» Provided material
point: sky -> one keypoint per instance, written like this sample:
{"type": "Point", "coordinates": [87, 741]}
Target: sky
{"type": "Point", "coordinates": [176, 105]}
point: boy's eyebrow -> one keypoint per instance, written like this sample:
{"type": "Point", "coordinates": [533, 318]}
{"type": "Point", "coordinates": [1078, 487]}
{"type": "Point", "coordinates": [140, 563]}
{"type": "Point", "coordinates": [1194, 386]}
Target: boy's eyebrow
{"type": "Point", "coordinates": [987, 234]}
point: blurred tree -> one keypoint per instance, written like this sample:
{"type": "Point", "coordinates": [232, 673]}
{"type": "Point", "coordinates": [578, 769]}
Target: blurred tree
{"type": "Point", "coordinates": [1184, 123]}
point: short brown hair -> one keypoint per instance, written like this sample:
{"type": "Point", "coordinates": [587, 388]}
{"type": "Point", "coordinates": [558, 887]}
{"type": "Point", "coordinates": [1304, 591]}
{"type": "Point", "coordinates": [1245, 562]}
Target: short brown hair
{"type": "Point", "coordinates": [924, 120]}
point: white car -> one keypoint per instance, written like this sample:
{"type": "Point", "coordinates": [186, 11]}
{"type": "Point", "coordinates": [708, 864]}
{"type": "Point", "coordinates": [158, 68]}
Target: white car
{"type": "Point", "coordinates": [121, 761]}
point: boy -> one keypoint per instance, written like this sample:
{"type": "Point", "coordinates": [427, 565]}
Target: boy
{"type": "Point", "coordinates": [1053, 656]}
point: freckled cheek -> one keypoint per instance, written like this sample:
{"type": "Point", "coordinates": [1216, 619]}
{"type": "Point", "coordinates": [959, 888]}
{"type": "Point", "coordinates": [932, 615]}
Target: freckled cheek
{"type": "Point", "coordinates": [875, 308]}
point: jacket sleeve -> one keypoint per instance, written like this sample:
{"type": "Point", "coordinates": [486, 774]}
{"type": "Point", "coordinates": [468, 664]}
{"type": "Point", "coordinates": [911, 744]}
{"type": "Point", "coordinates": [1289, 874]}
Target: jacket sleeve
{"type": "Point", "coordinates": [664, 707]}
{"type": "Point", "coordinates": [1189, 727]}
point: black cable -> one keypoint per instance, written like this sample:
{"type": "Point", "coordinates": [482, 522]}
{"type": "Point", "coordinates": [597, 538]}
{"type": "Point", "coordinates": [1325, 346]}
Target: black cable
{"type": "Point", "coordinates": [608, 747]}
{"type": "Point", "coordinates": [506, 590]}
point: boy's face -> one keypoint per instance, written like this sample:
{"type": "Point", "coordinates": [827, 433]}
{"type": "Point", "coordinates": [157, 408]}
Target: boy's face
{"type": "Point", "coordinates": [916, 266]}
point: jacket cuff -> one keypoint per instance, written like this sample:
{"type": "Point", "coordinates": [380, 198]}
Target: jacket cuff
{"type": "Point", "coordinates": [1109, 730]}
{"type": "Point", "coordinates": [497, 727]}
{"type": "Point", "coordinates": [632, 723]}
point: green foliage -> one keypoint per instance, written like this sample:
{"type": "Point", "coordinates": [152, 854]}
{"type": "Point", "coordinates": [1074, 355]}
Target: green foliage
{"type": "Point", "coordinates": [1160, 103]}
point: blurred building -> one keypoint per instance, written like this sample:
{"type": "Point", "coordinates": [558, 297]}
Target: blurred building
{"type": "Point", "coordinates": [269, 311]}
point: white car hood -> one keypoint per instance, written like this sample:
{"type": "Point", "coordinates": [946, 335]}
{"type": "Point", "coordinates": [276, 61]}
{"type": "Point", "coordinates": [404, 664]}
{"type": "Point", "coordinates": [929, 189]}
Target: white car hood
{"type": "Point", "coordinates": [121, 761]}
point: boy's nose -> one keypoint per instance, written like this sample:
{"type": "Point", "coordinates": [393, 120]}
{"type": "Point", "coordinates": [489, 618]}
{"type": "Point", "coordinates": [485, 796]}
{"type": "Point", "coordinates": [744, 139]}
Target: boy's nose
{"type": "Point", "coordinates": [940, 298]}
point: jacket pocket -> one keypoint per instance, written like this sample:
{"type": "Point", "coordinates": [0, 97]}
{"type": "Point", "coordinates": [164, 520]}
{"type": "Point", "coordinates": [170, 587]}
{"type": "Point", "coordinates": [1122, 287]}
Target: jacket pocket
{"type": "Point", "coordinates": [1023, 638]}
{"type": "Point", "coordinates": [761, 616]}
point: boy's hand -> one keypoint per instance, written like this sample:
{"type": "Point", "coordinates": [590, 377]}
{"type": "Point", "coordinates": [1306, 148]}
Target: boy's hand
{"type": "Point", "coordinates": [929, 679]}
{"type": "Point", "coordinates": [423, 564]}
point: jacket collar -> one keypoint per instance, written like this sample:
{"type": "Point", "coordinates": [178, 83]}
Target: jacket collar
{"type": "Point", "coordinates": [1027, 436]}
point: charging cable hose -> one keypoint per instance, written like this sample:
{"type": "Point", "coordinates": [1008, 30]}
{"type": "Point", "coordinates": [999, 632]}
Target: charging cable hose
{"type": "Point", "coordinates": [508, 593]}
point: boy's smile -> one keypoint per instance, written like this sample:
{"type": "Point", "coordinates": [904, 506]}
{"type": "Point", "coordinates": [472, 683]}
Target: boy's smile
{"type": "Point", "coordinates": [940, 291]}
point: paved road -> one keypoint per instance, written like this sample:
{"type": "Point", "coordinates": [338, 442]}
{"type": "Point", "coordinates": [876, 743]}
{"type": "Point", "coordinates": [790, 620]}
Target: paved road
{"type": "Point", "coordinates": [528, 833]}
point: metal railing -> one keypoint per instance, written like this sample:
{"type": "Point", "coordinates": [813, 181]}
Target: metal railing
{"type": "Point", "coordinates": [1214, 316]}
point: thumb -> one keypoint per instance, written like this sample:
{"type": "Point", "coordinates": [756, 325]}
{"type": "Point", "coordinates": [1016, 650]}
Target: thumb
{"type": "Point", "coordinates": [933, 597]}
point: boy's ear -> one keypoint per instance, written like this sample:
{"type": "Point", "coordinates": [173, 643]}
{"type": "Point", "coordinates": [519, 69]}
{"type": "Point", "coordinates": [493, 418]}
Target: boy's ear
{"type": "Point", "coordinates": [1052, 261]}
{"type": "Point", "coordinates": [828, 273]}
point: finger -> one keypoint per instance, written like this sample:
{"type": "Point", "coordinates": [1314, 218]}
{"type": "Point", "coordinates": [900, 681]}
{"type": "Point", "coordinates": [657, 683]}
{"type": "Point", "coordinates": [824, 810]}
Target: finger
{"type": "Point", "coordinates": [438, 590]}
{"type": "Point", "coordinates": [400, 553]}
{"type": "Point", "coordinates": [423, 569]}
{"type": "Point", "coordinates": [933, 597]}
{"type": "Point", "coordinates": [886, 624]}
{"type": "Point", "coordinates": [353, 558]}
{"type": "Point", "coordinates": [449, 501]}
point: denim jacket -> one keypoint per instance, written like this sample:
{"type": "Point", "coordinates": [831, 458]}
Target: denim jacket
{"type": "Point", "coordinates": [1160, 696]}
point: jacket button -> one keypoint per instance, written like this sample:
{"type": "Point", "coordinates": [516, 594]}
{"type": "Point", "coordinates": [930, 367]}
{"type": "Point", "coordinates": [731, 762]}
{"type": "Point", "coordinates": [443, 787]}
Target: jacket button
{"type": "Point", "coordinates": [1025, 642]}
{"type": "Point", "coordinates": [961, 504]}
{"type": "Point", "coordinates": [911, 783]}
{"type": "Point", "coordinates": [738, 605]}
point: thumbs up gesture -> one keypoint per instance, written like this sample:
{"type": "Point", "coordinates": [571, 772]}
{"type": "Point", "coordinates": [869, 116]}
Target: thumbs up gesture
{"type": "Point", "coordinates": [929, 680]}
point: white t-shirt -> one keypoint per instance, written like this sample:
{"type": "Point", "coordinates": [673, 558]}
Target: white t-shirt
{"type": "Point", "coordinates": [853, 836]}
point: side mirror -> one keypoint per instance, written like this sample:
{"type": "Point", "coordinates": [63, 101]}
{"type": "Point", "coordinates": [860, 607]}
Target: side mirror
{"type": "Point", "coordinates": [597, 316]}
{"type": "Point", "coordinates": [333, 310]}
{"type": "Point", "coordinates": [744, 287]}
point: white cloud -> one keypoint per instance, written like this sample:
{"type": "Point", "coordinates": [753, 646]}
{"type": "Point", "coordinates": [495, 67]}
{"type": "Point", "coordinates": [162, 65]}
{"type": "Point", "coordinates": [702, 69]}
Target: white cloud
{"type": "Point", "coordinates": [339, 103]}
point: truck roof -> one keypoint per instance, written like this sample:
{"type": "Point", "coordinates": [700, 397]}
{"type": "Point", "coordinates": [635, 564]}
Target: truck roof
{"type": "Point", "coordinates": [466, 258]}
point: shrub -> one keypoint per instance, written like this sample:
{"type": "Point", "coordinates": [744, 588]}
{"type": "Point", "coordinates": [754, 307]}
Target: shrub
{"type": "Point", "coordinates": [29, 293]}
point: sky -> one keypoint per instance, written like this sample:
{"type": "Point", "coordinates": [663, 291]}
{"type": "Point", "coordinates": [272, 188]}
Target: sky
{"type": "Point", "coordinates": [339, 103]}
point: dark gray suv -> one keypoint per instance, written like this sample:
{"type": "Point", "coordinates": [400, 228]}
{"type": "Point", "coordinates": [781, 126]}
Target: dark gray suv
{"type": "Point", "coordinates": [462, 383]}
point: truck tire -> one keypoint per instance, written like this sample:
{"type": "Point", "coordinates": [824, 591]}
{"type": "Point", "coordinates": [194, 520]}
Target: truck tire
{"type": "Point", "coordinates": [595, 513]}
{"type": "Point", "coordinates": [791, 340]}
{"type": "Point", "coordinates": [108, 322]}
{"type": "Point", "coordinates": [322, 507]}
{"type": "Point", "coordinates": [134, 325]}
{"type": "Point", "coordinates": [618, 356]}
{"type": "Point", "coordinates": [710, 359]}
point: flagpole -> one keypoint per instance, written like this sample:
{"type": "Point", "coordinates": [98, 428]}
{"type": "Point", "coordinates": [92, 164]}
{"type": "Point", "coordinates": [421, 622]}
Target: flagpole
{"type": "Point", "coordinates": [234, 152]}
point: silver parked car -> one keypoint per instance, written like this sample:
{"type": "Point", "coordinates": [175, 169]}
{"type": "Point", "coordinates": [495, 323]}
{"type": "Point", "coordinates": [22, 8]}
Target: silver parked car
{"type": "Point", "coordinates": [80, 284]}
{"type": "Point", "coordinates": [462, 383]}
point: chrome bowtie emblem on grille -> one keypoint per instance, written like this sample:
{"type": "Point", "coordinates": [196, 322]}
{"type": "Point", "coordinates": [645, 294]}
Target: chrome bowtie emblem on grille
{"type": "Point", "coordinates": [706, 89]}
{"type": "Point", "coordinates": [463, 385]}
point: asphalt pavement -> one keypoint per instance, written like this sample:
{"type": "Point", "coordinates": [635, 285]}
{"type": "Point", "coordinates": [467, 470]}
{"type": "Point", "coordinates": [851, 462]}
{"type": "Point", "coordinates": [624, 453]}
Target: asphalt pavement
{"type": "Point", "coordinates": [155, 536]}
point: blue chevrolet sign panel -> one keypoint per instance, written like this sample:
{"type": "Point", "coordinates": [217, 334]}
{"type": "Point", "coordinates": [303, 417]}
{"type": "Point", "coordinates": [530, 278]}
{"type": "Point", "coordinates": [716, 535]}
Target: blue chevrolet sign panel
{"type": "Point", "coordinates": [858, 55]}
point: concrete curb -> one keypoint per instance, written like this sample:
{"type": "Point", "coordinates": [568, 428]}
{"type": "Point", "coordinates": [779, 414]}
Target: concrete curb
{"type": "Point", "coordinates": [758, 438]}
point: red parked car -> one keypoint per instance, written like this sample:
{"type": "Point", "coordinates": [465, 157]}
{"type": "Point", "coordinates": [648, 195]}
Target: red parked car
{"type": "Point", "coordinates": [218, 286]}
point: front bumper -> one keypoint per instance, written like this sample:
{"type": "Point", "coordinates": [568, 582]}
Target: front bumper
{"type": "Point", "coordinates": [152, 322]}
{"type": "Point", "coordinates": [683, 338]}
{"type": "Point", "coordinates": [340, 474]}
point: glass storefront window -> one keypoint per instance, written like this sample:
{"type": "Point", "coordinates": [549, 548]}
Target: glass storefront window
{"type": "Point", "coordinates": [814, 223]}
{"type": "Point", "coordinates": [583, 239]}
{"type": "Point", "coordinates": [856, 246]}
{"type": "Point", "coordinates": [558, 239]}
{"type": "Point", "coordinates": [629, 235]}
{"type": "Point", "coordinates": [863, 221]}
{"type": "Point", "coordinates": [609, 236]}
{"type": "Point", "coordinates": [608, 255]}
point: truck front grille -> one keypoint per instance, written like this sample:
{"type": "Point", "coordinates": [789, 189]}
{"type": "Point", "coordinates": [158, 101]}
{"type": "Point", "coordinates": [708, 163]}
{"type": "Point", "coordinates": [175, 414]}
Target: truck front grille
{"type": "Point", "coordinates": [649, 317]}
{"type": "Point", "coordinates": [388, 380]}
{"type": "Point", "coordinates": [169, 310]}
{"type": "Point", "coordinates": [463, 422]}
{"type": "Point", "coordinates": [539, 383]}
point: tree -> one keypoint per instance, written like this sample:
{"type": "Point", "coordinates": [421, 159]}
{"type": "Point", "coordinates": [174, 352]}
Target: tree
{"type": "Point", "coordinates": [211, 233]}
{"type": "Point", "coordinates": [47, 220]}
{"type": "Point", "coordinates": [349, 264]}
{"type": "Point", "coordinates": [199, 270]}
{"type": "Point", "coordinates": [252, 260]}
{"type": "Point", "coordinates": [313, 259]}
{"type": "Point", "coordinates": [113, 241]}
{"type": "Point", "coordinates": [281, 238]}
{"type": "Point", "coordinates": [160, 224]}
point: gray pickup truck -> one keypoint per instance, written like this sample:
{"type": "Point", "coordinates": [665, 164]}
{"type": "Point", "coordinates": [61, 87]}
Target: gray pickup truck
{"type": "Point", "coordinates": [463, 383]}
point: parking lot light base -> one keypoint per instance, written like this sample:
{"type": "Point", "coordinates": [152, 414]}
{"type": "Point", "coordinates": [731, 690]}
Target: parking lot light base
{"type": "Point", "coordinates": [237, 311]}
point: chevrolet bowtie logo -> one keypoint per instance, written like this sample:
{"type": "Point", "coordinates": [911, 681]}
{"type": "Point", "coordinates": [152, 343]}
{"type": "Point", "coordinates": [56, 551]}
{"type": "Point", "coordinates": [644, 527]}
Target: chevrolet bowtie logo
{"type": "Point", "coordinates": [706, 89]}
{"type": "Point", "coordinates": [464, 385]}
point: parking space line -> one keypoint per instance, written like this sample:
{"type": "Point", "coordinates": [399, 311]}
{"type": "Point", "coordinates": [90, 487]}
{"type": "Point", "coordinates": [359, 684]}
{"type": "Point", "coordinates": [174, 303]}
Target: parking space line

» Written task
Copy out verbatim the lines of the records from the line with "point: boy's eyebrow" to the line with "Target: boy's eyebrow", both included.

» Answer to the task
point: boy's eyebrow -> one keypoint per instance, written like this sample:
{"type": "Point", "coordinates": [533, 318]}
{"type": "Point", "coordinates": [1078, 487]}
{"type": "Point", "coordinates": [140, 563]}
{"type": "Point", "coordinates": [1194, 386]}
Target: boy's eyebrow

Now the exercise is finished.